Soilwork are a Swedish melodic death metal band from Helsingborg. Formed in 1995, the group originally consisted of vocalist Björn "Speed" Strid, guitarists Peter Wichers and Ludvig Svartz, bassist Carl-Gustav Döös, and drummer Jimmy Persson. The sole constant member is Strid, who is joined in the current lineup by keyboardist Sven Karlsson (since 2001), guitarist Sylvain Coudret (since 2008), drummer Bastian Thusgaard (since 2016), bassist Rasmus Ehrnborn (since 2022) and guitarist Simon Johansson (since 2023).

==History==
Soilwork formed in late 1995, originally under the name Inferior Breed. The band's initial lineup featured vocalist Björn "Speed" Strid, guitarists Peter Wichers and Ludvig Svartz, bassist Carl-Gustav Döös, and drummer Jimmy Persson, although Döös left before the band had recorded. After releasing their first demo In Dreams We Fall into the Eternal Lake, the band were joined by new bassist Ola Flink and their first keyboardist Carlos Holmberg for the recording of their debut album, Steelbath Suicide. Svartz and Persson were subsequently replaced by Ola Frenning and Henry Ranta, respectively, for the recording of 1999's The Chainheart Machine and 2001's A Predator's Portrait. Just before the recording of the band's fourth album Natural Born Chaos in late 2001, Holmberg was replaced by Sven Karlsson.

In June 2003, shortly after the release of Figure Number Five, Ranta left Soilwork to "dedicate more time to his personal life". He was replaced for the rest of the year by Richard Evensand, who toured with the group until leaving in January 2004 to join Chimaira. He was replaced the next month by Dirk Verbeuren, initially on a temporary basis, before he became a full-time member in December 2005. The new lineup released Stabbing the Drama in early 2005, before Wichers left that December, claiming that he was "worn out from all the touring". The guitarist was replaced for a string of European festival appearances in spring and summer 2006 by Daniel Antonsson, and later for shows in the UK in September by Andreas Holma. A third guitarist was trialled during shows in the US towards the end of the year, before Antonsson took over permanently in time for the recording of Sworn to a Great Divide in early 2007. Also in the summer, Peter Wildoer had been forced to substitute for Verbeuren for a few shows.

## Material
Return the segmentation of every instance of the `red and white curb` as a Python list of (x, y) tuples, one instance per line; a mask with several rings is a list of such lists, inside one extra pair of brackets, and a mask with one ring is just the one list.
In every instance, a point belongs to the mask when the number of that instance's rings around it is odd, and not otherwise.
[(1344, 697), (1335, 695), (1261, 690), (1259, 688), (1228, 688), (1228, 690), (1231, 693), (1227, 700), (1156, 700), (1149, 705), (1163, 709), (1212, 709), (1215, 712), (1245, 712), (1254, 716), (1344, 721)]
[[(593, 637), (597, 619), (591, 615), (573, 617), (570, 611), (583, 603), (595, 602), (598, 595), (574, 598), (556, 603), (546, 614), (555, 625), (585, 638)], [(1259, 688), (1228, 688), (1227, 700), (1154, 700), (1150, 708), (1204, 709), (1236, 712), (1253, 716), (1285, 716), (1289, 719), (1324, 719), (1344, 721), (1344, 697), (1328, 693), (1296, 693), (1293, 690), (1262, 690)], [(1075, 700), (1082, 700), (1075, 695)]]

## Tasks and exercises
1 – Answer these questions from the Soilwork passage, one line each:
(a) Under what name did the band originally form?
(b) Who replaced Carlos Holmberg on keyboards?
(c) Which group did Richard Evensand leave Soilwork to join?
2 – Recast the paragraph of the Soilwork passage that begins "In June 2003" as a bulleted list, keeping its main facts.

## Solutions to the tasks
1 –
(a) Inferior Breed
(b) Sven Karlsson
(c) Chimaira

2 –
- June 2003: Shortly after the release of Figure Number Five, Ranta left to "dedicate more time to his personal life."
- Richard Evensand replaced him for the rest of the year and left in January 2004 to join Chimaira.
- The next month, Dirk Verbeuren replaced Evensand. He was temporary at first and became a full-time member in December 2005.
- Early 2005: The new lineup released Stabbing the Drama.
- December 2005: Wichers left, saying he was "worn out from all the touring."
- Spring and summer 2006: Daniel Antonsson filled in on guitar at European festivals. In September, Andreas Holma filled in for shows in the UK.
- Late in the year: A third guitarist was tried out at shows in the US.
- Antonsson then took over permanently in time to record Sworn to a Great Divide in early 2007.
- In the summer, Peter Wildoer stood in for Verbeuren at a few shows.